Top of PASSAGE SHOWN
Over the past one year, the Abiodun administration has been servicing debts incurred by previous administrations, through irrevocable standing orders in the lending banks. In the layman’s terms, this means that the allocations coming into the state’s coffers from the Federation Account are domiciled in the affected banks, and they (the banks) make the agreed deductions once the accounts are credited. Then there is the question of the inherited N221.55 bn debt left by the previous administrations. As of May 2019, the N221.55 bn financial liabilities left by the very reckless previous administration included domestic loans (107.6bn), external loan (N32.2bn), gratuity (51.04bn), contributory pension (N26.20bn) and leave bonus (4.51bn). How was the government to meet the expectations of the people in this situation?
Bottom of PASSAGE SHOWN
Top of AVAILABLE DATA
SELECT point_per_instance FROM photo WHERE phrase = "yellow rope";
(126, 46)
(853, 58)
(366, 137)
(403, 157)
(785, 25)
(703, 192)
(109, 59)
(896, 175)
Bottom of AVAILABLE DATA
— EXERCISE TASKS —
1 > Rewrite the paragraph of the passage on the Abiodun administration's inherited debts that begins "Over the past one year" as a short bulleted list, keeping its main facts.
2 > Continue the passage on the Abiodun administration's inherited debts from its last sentence.

— RESPONSES BY TASK —
1 >
- For the past year, the Abiodun administration has serviced debts from previous administrations through irrevocable standing orders in the lending banks.
- Federation Account allocations are domiciled in the affected banks, which deduct the agreed amounts once the accounts are credited.
- As of May 2019, the previous administrations had left N221.55 bn in financial liabilities:
  - domestic loans: 107.6bn
  - external loan: N32.2bn
  - gratuity: 51.04bn
  - contributory pension: N26.20bn
  - leave bonus: 4.51bn
- The passage asks how the government could meet the people's expectations in this situation.

2 >
Now, to the lawmakers’ heroism. Before granting Governor Abiodun’s N250 bn bond spread through three years, the lawmakers engaged government agencies with a view to determining the desirability of the facility. That’s a sure way to get value for money. The facility is to come through any of bond issuance, public offering, book building or such other methods as may be approved by regulatory authorities, while access to other tranches are subject to further approval of the State House of Assembly. No doubt, the bond will help to revive the state’s economy post- Covid-19, especially given the drastic reduction in the internally generated revenue of Ogun State and in federal allocation. Besides, the fact that this is a three-year facility to stimulate and grow the Ogun economy, with the facility to be accessed in tranches of N100bn annually, means that it is based on measurable performance indicators.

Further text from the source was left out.